Directive 1: Reproduce the part of the commentary on the Microsoft Consent Decree opinion that begins at the words "As this point, were" and stops after "of litigative resources.".
Directive 2: Translate this sentence from the commentary on the Microsoft Consent Decree opinion into Spanish: "Had the court not said anything, the case would have been remanded and the two sides might then have agreed to dismiss it, or Microsoft might have moved to dismiss it as moot, and it would have died a quiet death."

Supplied passage:
******************************

I see how a loose integration of Windows 95 and DOS seemingly helps Microsoft in that it loosens the Appeal's court definition of integrated.

It helps them in connection with the Consent Decree, *not* in connection with the straight Sherman 2 action.

In going over this opinion more carefully, I am having a harder and harder time understanding why all three judges chose to engage in a long exegesis on the meaning of the Consent Decree.

The opinion goes along fine until it reaches this point:

We do not believe that a reviewing court must entertain such a request [to "allow[] a procedurally flawed injunction to remain in place pending a proper hearing on remand"]; if the record the record were so deficient as to make effective evaluation of the equities impossible, a court might do better simply to vacate the injunction as a matter of course -- especially where, as here, the injunction was sought only rather obliquely.

As this point, were *I* the one writing the opinion, I would have gone on to discuss Lessig and left all the discussion about the meaning of the Consent Decree for another day. The court raises a number of reasons for discussing it in this opinion which, quite frankly, I do not find very convincing:

1. Silence at this stage would risk considerable waste of litigative resources.

No it would not, at least not in the Consent Decree case itself. As Judge Wald seemed to recognize, the case is now in legal limbo, since the release of Windows 98 and the Sherman Act case are making it irrelevant and moot. Had the court not said anything, the case would have been remanded and the two sides might then have agreed to dismiss it, or Microsoft might have moved to dismiss it as moot, and it would have died a quiet death. Now that the court has trashed the DOJ's case, the DOJ cannot back down without making itself look bad.

The only way it makes sense is if the Consent Decree provides a stronger restraint on Microsoft's tying activities than does naked antitrust law -- a possibility that also does not bode well for DOJ's browser integration case. In any event, if the Consent Decree is more prohibitive than general antitrust law, then that's another reason for DOJ not to back down.

2. The lower court's "estimate of the probability of success on the merits depends on an incorrect or mistakenly applied legal premise so that the court is serving the interests of justice by setting matters right.

******************************

Listing:
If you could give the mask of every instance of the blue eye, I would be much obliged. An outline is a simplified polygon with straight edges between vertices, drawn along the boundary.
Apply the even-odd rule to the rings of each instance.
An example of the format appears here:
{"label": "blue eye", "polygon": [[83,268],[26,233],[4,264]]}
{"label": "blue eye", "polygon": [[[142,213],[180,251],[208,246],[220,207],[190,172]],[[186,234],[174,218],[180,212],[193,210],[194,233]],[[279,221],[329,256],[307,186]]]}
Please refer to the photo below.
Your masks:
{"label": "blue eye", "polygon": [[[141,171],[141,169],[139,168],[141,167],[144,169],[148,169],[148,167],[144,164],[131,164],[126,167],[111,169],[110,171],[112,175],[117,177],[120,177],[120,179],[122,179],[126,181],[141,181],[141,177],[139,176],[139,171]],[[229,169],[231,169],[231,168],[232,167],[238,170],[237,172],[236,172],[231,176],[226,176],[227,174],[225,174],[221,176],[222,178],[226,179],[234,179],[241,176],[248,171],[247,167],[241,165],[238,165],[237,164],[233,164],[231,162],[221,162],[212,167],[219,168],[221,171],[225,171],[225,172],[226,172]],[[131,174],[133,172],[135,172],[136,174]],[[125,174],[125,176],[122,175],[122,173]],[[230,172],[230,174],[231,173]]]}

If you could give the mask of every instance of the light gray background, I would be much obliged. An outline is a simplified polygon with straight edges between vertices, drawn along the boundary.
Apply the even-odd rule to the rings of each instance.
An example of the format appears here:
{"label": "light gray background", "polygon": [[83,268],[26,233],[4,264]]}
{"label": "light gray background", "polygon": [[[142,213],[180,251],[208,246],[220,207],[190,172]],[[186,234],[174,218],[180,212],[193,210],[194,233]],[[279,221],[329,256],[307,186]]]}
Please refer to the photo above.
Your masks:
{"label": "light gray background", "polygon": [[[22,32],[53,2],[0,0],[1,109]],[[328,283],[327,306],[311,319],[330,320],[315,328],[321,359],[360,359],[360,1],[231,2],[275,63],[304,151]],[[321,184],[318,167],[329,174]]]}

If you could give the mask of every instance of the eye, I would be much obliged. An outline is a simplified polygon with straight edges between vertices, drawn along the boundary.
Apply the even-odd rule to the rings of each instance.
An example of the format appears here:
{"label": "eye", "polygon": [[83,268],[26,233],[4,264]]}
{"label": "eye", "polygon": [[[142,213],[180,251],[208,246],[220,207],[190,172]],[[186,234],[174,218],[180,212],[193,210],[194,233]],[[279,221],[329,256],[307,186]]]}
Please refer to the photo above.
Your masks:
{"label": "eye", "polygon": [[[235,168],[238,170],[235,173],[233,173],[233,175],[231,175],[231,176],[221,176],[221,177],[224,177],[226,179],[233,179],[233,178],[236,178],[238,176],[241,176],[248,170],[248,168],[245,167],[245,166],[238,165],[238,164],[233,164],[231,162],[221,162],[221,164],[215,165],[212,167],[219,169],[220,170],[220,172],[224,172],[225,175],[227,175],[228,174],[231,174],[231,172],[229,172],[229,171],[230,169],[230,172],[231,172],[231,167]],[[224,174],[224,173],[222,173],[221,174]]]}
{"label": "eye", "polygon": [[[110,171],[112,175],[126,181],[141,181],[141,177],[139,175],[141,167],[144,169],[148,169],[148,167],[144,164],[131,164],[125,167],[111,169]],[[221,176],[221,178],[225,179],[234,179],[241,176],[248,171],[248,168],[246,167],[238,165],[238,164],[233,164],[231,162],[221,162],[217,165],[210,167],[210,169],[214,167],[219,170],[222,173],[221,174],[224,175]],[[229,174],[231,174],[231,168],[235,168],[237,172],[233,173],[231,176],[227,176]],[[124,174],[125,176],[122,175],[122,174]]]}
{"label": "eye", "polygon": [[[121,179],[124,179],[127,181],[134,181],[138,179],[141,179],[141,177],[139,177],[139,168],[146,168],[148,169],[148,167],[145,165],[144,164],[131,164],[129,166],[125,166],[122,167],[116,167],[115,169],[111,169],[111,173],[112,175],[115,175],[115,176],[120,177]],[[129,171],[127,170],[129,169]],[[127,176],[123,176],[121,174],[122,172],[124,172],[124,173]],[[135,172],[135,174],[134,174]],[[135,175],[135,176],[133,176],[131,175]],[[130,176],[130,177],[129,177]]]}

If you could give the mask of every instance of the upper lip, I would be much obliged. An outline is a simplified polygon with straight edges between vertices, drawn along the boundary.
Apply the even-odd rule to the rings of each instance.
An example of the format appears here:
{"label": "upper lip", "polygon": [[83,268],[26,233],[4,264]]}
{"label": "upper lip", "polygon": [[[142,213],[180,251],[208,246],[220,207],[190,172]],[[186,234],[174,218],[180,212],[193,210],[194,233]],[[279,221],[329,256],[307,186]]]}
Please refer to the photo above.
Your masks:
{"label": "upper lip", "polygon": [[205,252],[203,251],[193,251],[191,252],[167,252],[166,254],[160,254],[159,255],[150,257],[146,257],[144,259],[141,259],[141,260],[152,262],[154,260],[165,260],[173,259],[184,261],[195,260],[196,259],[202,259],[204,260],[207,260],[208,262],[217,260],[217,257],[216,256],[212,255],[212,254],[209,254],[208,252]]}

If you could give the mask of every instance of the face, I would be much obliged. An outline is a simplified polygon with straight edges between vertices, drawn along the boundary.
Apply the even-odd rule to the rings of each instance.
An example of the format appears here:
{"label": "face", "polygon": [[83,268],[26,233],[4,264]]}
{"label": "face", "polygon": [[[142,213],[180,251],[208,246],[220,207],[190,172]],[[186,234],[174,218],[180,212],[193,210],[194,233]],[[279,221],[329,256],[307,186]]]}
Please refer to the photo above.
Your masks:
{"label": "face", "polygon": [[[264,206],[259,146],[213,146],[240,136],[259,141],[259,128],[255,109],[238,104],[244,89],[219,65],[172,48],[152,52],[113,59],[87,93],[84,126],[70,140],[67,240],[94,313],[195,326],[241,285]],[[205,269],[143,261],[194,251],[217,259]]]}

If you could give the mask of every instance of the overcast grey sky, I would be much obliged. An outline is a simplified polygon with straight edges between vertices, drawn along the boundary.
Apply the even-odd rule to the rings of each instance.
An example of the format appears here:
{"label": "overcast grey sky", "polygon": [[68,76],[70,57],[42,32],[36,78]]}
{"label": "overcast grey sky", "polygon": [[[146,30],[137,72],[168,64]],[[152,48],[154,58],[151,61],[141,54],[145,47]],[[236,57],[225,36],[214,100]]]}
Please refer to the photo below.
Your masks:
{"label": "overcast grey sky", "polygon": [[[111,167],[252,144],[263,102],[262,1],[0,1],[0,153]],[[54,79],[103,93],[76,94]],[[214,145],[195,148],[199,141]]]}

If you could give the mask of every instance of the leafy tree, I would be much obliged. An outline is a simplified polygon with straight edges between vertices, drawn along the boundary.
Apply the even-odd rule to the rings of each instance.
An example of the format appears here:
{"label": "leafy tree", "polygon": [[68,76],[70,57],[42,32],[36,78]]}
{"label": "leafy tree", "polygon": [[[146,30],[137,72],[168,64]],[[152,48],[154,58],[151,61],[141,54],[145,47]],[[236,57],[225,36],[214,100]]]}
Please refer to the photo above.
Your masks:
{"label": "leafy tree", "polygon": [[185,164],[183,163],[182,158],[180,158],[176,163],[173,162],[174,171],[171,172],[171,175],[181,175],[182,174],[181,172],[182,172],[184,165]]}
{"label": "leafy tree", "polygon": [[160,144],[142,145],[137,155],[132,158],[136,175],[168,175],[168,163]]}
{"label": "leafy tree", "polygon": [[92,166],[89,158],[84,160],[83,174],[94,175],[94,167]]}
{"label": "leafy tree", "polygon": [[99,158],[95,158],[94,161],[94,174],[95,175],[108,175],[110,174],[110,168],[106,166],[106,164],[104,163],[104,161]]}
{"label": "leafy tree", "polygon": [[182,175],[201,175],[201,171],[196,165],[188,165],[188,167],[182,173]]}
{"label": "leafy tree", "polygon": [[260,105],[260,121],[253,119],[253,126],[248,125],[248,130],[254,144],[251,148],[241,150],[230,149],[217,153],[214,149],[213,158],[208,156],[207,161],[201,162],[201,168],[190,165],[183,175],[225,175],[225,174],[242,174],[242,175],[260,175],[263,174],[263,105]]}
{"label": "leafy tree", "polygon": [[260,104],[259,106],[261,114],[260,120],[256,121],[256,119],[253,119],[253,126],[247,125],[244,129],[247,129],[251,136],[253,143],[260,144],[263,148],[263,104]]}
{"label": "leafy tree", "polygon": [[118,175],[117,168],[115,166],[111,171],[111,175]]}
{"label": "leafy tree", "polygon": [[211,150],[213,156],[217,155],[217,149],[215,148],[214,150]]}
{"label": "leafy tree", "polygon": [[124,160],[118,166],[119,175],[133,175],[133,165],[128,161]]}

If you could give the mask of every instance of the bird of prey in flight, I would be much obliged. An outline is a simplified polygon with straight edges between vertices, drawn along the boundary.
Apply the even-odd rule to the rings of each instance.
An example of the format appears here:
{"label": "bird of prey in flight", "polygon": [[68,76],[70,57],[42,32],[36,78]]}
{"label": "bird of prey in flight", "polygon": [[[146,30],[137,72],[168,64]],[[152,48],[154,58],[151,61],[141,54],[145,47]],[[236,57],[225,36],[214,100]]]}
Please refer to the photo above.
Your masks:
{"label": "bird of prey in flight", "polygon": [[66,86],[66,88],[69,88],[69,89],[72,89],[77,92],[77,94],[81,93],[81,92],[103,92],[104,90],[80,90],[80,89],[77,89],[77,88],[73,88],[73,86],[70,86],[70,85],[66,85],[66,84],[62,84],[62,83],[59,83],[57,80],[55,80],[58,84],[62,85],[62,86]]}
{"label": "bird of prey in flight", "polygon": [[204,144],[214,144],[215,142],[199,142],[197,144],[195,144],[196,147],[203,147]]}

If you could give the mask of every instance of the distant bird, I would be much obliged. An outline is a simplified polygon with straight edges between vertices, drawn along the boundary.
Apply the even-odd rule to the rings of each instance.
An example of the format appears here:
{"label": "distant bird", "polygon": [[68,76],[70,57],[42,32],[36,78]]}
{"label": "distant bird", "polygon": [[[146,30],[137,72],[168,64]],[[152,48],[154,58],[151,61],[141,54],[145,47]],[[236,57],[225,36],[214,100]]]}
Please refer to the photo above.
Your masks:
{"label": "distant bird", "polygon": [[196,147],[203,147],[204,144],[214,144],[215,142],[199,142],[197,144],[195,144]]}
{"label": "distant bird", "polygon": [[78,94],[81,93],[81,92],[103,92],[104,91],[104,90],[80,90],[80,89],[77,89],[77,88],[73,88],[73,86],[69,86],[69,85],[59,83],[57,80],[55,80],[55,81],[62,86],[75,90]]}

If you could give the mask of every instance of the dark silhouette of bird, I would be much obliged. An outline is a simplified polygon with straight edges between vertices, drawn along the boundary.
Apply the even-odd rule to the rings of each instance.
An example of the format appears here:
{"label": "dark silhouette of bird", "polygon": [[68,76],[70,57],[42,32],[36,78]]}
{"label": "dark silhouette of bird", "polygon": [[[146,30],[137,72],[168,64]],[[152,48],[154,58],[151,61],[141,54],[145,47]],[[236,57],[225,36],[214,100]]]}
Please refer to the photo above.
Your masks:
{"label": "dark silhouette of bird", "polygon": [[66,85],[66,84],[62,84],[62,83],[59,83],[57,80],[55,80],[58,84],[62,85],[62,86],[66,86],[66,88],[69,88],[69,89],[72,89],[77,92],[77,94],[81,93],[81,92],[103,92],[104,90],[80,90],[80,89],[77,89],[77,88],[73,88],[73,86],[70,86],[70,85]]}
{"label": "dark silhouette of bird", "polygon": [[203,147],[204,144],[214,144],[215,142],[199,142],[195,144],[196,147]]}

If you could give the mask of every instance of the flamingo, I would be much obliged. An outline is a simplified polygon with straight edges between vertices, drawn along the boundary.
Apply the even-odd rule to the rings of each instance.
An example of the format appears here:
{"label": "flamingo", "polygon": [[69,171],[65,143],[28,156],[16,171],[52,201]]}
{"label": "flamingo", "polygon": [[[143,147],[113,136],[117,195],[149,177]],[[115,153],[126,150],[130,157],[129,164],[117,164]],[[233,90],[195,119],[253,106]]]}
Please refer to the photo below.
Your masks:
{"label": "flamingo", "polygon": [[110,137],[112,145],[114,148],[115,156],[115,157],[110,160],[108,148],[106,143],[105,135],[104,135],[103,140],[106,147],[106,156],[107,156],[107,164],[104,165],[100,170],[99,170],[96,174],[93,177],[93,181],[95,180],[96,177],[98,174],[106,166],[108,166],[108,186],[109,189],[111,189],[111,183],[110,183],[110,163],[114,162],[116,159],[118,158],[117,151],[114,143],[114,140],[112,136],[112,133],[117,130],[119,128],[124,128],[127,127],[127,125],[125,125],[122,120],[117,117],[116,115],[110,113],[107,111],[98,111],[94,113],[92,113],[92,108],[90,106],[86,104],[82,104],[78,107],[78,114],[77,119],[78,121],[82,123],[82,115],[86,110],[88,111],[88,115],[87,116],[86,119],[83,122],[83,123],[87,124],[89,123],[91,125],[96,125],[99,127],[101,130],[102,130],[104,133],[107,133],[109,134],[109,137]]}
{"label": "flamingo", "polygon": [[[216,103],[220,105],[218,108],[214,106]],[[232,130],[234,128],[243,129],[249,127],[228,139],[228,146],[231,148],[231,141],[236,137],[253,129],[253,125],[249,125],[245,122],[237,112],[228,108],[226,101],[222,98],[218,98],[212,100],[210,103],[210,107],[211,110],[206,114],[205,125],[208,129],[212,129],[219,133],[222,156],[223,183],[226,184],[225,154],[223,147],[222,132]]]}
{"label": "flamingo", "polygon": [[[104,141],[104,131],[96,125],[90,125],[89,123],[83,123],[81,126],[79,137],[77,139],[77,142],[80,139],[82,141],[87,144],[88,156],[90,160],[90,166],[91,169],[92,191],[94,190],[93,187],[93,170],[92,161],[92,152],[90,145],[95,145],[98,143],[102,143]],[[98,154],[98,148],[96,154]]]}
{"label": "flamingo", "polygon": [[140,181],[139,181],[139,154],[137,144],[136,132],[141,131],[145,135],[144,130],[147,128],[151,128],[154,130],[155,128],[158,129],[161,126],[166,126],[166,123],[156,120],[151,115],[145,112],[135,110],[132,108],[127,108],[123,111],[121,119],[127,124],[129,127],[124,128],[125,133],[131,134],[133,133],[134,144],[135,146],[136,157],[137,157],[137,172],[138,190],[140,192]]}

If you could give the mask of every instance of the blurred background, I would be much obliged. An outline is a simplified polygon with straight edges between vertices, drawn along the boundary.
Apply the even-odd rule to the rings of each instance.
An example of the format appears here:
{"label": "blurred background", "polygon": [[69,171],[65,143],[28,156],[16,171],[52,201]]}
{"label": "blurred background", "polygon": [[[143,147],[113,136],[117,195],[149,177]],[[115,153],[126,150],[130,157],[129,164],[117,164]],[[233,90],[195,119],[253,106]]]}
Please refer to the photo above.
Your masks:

******************************

Right answer 1:
As this point, were *I* the one writing the opinion, I would have gone on to discuss Lessig and left all the discussion about the meaning of the Consent Decree for another day. The court raises a number of reasons for discussing it in this opinion which, quite frankly, I do not find very convincing:

1. Silence at this stage would risk considerable waste of litigative resources.

Right answer 2: Si el tribunal no hubiera dicho nada, el caso habría sido devuelto al tribunal inferior y las dos partes podrían entonces haber acordado desestimarlo, o Microsoft podría haber solicitado su desestimación por carecer de objeto, y habría tenido una muerte silenciosa.